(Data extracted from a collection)
+-------+

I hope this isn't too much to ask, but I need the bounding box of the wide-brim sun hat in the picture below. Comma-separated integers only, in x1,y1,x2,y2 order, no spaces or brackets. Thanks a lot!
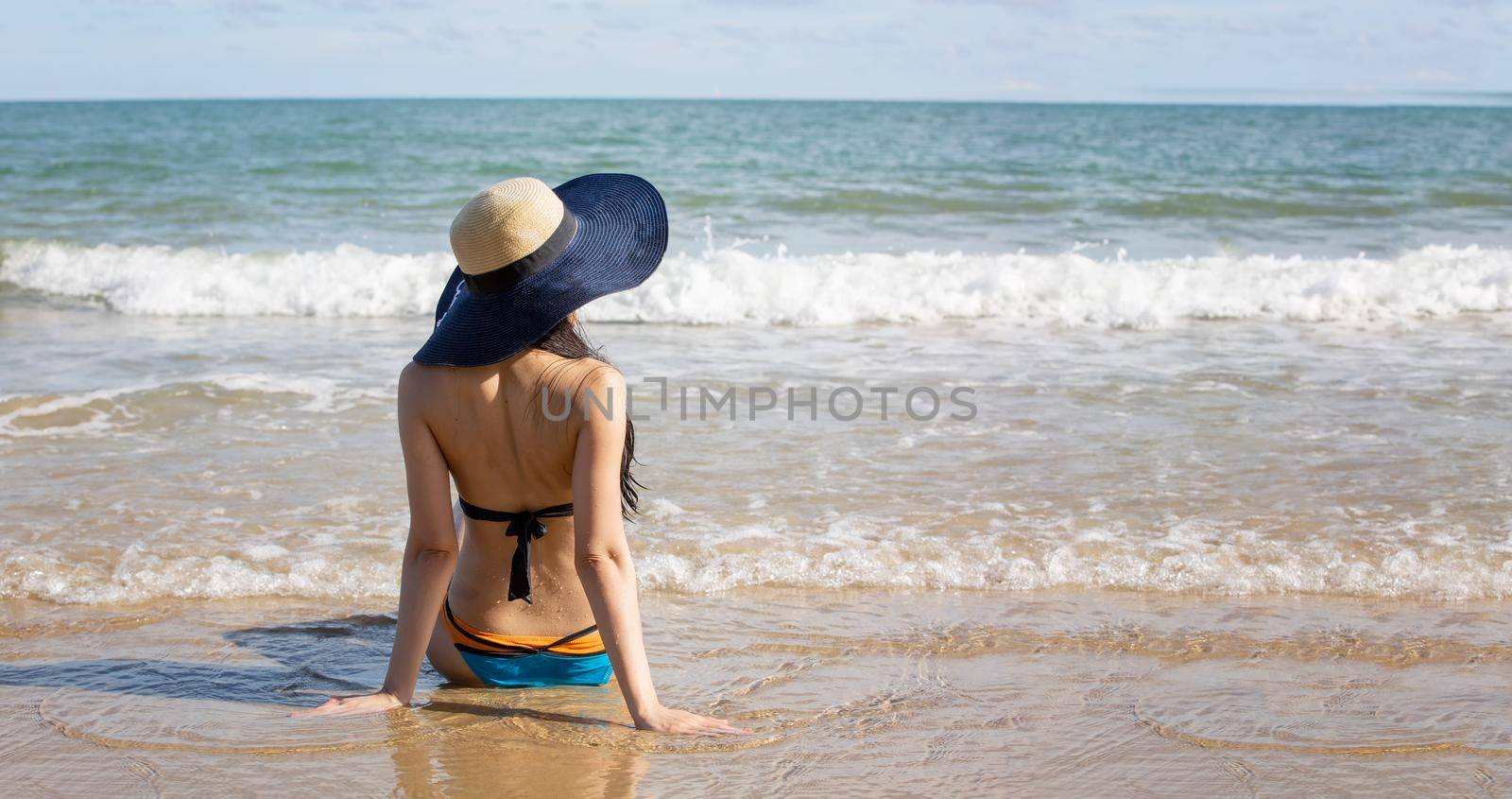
414,174,667,366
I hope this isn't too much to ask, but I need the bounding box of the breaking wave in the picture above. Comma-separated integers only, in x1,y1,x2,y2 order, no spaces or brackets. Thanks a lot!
0,240,1512,328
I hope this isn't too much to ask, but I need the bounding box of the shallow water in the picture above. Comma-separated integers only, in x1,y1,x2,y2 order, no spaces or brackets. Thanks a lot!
0,590,1512,796
0,101,1512,796
0,301,1512,602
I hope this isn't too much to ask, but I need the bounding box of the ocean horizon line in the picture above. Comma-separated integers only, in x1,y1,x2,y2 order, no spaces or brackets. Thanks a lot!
0,89,1512,109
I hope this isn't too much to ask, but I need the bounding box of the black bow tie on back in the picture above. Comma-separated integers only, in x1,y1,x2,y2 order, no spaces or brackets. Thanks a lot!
456,498,572,605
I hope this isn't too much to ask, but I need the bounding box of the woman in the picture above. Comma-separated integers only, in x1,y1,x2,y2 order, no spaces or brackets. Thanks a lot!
301,174,750,734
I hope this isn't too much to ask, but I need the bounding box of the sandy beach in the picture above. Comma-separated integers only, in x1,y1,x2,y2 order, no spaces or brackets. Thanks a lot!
0,100,1512,797
0,592,1512,796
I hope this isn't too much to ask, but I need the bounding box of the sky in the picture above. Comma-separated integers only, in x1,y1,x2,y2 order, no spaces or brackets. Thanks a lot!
0,0,1512,104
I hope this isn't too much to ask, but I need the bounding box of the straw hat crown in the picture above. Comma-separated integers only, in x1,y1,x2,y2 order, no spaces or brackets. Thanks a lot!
452,177,567,275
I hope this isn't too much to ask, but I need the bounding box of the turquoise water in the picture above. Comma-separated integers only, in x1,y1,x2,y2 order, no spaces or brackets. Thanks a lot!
9,100,1512,257
0,101,1512,602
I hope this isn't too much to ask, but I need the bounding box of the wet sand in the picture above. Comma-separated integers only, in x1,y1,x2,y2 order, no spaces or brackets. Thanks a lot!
0,590,1512,796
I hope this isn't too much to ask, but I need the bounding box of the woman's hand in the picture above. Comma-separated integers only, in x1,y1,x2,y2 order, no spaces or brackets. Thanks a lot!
635,706,751,736
289,691,410,719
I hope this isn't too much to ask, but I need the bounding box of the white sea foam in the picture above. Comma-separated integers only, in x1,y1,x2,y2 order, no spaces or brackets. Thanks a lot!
0,522,1512,604
0,240,1512,328
0,373,391,438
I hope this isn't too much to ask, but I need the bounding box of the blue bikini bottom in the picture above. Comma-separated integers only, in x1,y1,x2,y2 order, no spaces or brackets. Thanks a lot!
444,602,614,688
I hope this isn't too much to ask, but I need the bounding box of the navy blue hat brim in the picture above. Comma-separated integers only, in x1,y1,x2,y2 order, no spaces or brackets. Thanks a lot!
414,174,667,366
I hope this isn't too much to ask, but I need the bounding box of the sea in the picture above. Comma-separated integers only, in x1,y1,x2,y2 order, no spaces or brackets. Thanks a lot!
0,100,1512,796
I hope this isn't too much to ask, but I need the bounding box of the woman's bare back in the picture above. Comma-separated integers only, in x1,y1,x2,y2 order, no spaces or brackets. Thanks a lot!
410,350,610,638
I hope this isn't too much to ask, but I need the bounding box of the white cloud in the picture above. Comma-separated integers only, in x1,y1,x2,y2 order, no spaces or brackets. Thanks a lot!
1412,68,1459,86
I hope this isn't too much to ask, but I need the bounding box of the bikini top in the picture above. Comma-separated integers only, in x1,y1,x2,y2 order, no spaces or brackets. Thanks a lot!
456,496,572,605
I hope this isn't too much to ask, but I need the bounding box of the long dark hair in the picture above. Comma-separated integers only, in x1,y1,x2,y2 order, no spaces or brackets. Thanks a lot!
531,313,645,519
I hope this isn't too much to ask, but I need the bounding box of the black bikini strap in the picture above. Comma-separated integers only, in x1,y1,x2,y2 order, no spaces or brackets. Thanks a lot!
541,625,599,652
456,496,572,605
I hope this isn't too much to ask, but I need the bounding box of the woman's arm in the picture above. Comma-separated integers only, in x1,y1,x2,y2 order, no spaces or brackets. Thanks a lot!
298,363,456,716
572,369,750,734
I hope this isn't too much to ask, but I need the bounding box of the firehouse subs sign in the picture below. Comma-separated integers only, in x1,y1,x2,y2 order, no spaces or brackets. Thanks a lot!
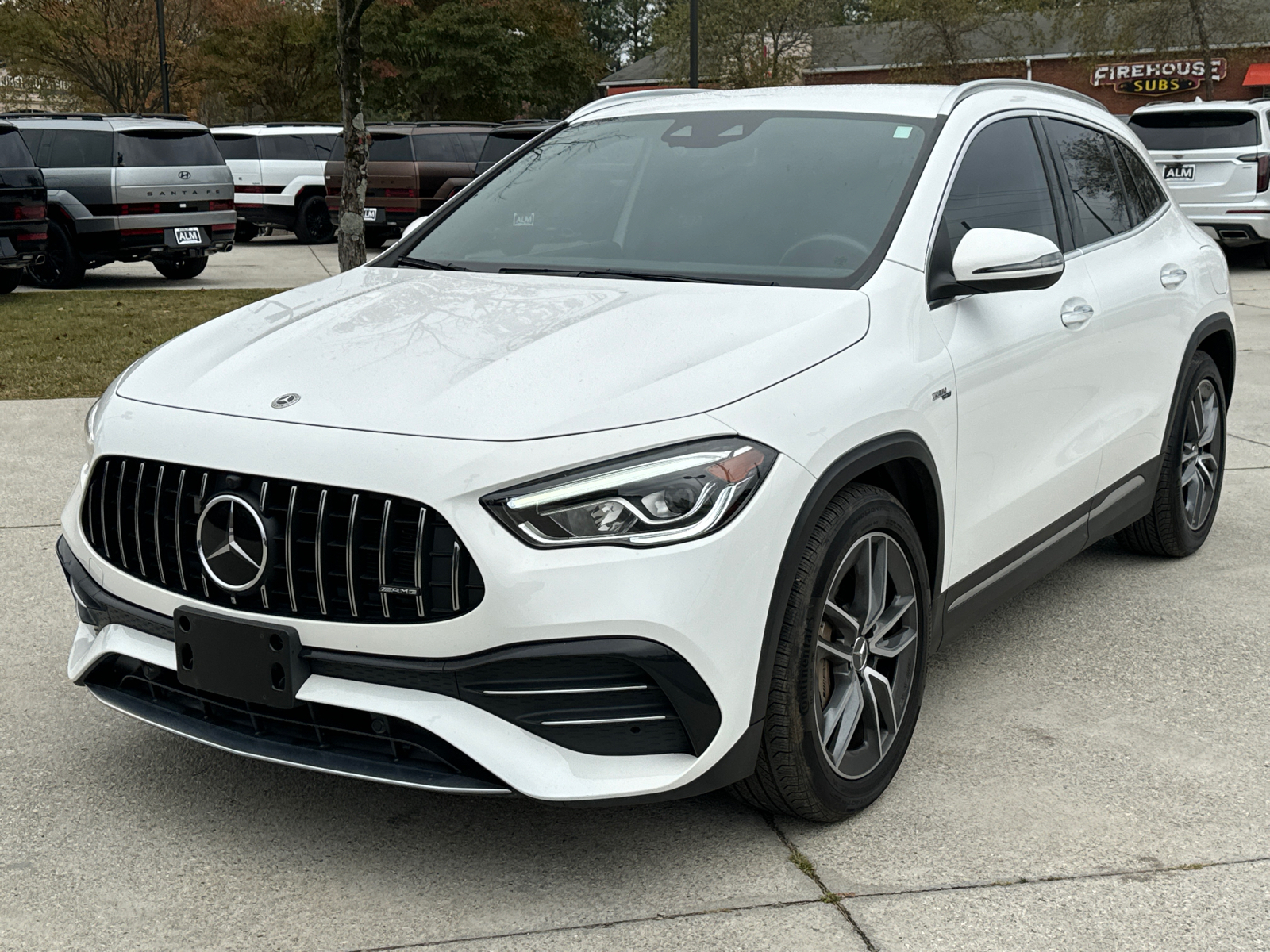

+-------+

▸ **What to work on**: Write out all the material again, replacing "bounding box" with "enclosing rectangle" and leaving everything else unchanged. Omit the pictures.

▸ **Written solution**:
I hope this isn't too much to ask, but I need the enclosing rectangle of the wide-brim sun hat in the picture below. Comma-separated integers only, in x1,y1,x2,y2 order, no spaces or brackets. Thanks a lot!
414,174,667,366
I hope this isn't too much to ask, but I need the enclosing rectangle of the breaking wave in the picture above. Comma-separated integers only, in x1,y1,x2,y2 order, no spaces or brackets. Thanks a lot!
0,240,1512,328
I hope this isn't too much to ask, but I need the enclosing rectangle of the shallow water in the picture above. Comma-separated integers only, in x1,y1,x2,y2 order, no spaces or brackets. Thanks a lot!
0,590,1512,796
0,101,1512,796
0,301,1512,602
I hope this isn't too much to ask, but I need the enclosing rectangle of the ocean horizon line in the picture above. Comma-separated integers only, in x1,y1,x2,y2 order, no spaces or brackets. Thanks a lot!
0,89,1512,109
I hope this isn't too much to ask, but I need the enclosing rectangle of the black bow tie on back in the picture above. Comma-separated integers only, in x1,y1,x2,y2 order, no spaces or brackets. Thanks a lot!
456,498,572,605
I hope this isn't too much to ask, but I need the enclosing rectangle of the woman in the picture above. Comma-separated integers only, in x1,y1,x2,y2 order, no spaces or brackets. Thanks a lot!
301,174,750,734
I hope this isn't too much to ask, but I need the enclosing rectangle of the sandy beach in the picture above. Comma-separated integers only, in x1,y1,x2,y2 order, no spaces or brackets. Thanks a lot!
0,100,1512,797
0,592,1512,796
I hope this isn't too much to ask, but I need the enclosing rectangle of the sky in the picture above. Comma-separated integers only, in x1,y1,x2,y2 order, no spaces or brackets. Thanks a lot!
0,0,1512,104
I hope this isn't too much to ask, but I need the enclosing rectangle of the straw hat crown in the picture above. Comma-separated integers only, in x1,y1,x2,y2 order, no spaces or brackets. Thanks a lot!
452,177,567,275
I hope this isn't too much to ask, but I need the enclosing rectangle of the turquoise water in the picture above. Comma-separated integers only, in x1,y1,x2,y2 order, no spaces or brackets. Thanks a lot!
9,100,1512,257
0,101,1512,602
I hope this isn't too much to ask, but I need the enclosing rectangle of the wet sand in the picture above. Comma-separated integers only, in x1,y1,x2,y2 order, no spaces or brackets. Thanks a lot!
0,590,1512,796
I hope this isn't too much to ask, but I need the enclosing rectangle of the woman's hand in the picture above. Comma-separated integers only, in x1,y1,x2,y2 order, no spaces or brackets. Thanks a lot!
635,706,751,736
289,691,410,719
I hope this isn't too much to ask, but I need the enclosing rectangle of the white sea foam in the picture above. Comma-separated integers only, in x1,y1,x2,y2 order, no spaces or brackets. Thanks a lot!
0,522,1512,604
0,240,1512,328
0,373,391,438
I hope this isn't too much to ask, but I need the enclosing rectangle of the blue bikini bottom in the picture above. Comma-separated integers only, in x1,y1,x2,y2 order, no spaces or brackets. Thanks a lot!
444,602,614,688
I hope this isn't too much to ask, but I need the enclosing rectangle of the navy blue hat brim in the picture above. Comma-separated integers only, in x1,y1,x2,y2 order, no spaces or brackets. Thanks a lot!
414,174,667,366
I hope this isn't too much to ask, but I need the enclosing rectangle of the sea in the picture above. Comma-separated integers only, in x1,y1,x2,y2 order, no spaces or brackets. Thanks a lot!
0,100,1512,796
I hope this isn't too much to ask, but I need the enclosing rectangle of the woman's bare back in the picture above. Comma-separated integers only, in x1,y1,x2,y2 order, no spaces or brackets. Thanks a lot!
410,350,610,638
I hope this isn't too much to ask, but I need the enclosing rectangle of the white cloud in the picture above. Comma-separated integers only, in x1,y1,x2,y2 order, no spaces or brackets. Thanks a lot!
1412,68,1459,86
I hope this isn't too much to ask, but I need the enclosing rectangle of the bikini top in the picture above. Comma-separated integers only, in x1,y1,x2,y2 order, no spaces or brackets. Thanks a lot!
456,496,572,605
I hope this isn't too much to ask, but I need the enclosing rectangle of the long dark hair in the picture above. Comma-separated integers only, in x1,y1,x2,y2 order, no spaces or brackets. Thanks a lot!
531,313,645,519
I hope this isn't too much to ask, but I need the enclosing rectangle of the black bikini strap in the picture above. Comma-separated integers only, in x1,y1,x2,y2 order, no spaces or brackets. Thanks a lot!
541,625,599,652
456,496,572,605
I hope this isn't too much to ask, but I need the enclosing rectangle of the woman's arm in the picture above. Comma-separated integers only, in x1,y1,x2,y2 order, no spaces or brackets. Thanks a lot!
298,363,456,716
572,369,750,734
I hope this isn't too much to ask, but I need the enclosing rectangle of the firehouse subs sign in the picture below. Comma-separated integers only, in x1,y1,x2,y2 order, no spaces or brackets. Thanks a lot!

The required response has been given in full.